#### [Short task]
Can you reproduce the passage of the essay on audio systems below, from "Should the chosen" up to and including "of their bones.", with no changes?

#### [Document]
>>>>
The state of one's audio system in many ways parallels school, graduation and subsequent job hunting. As we progress through the school grades, our general education soon becomes more specialized to eventually turn into job preparation. We pick and reject courses and subjects to hone in on emerging areas of interest. Personal talents come to the fore, weaknesses in other areas become apparent. This defines career options and choices. Graduation no longer means sending into the world well-rounded renaissance men and women. Rather, graduation dispatches people into the world who enjoy a -- hopefully comprehensive -- grasp on general basics but more realistically, people who have focused on advanced modules in sharply defined fields of interest. What career or deeper learning one subsequently embarks on has in many important ways been predestined by this education and the many choices that were made to exclude or cut short certain subjects in favor of others.


Should the chosen professional field turn out a disappointment -- or oneself unsuited to it -- the need for evening school, advanced courses or on-the-job training usually present themselves. To cast off a prior mold and reinvent oneself by scuttling a commenced career means dealing with feeling ignorant and insecure. Somehow, one must acquire the lacking tools and training. Quickly and comprehensively. This routinely occurs in far less formalized, more challenging and time-pressed circumstances than school and college afforded. For everyone who embraces jumping into the unfamiliar where you feel like a fish out of water, vulnerable and like an idiot, there are thousands who'd rather stick out the old. Even if it's become a bore and oppressive. Even if it is leeching the very marrow out of their bones.


When reviewers talk about their reference system, the innocent reader could misread this to mean 'reference grade'; as though it referred to a universally accepted standard of excellence. Far from it. All it means is that which is used to reference review components against. Certain reviewers might like you to believe that this simple yardstick for comparison equates to a universal standard of rare accomplishment. In their case. And perhaps some audio writers are indeed in possession of a system that the majority of readers would agree to call exalted, worthy of aspiration and of reference grade once they heard it.


Still, what led up to the creation of such a system is a chain of choices. They predetermined the outcome. Like a family tree without descendents in certain branches, such choices didn't pursue specific directions which henceforth lie forever barren. The only way out of that dilemma is to build separate systems and to deliberately pursue directions quite in opposition to predestined tendencies. The likelihood remains of course that personal tastes and priorities will interfere to really end up pursuing the same goal simply via disparate venues. Ideally though, one would arrive at two very different -- though equally enjoyable and valid -- presentations. Vanilla and chocolate.


Two systems equally used would mean two separate rooms. Therein lies a major reason why most reviewers simply can't pursue deliberate duality. The necessary space doesn't exist. Even if it did, the requisite budget to outfit an available second room with a 'reference level' system will be another factor where reality bites.
<<<<
#### [Provided records]
>>>>
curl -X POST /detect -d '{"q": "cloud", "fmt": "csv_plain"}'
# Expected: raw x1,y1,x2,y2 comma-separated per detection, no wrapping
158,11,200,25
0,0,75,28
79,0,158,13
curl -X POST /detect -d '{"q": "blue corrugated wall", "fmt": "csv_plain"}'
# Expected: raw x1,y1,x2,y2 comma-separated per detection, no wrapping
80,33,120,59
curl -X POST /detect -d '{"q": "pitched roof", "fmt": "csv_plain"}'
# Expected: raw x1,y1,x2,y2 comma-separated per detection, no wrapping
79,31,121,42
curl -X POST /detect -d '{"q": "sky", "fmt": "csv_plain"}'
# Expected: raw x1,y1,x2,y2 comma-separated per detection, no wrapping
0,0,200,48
<<<<
#### [Answer to this problem]
Should the chosen professional field turn out a disappointment -- or oneself unsuited to it -- the need for evening school, advanced courses or on-the-job training usually present themselves. To cast off a prior mold and reinvent oneself by scuttling a commenced career means dealing with feeling ignorant and insecure. Somehow, one must acquire the lacking tools and training. Quickly and comprehensively. This routinely occurs in far less formalized, more challenging and time-pressed circumstances than school and college afforded. For everyone who embraces jumping into the unfamiliar where you feel like a fish out of water, vulnerable and like an idiot, there are thousands who'd rather stick out the old. Even if it's become a bore and oppressive. Even if it is leeching the very marrow out of their bones.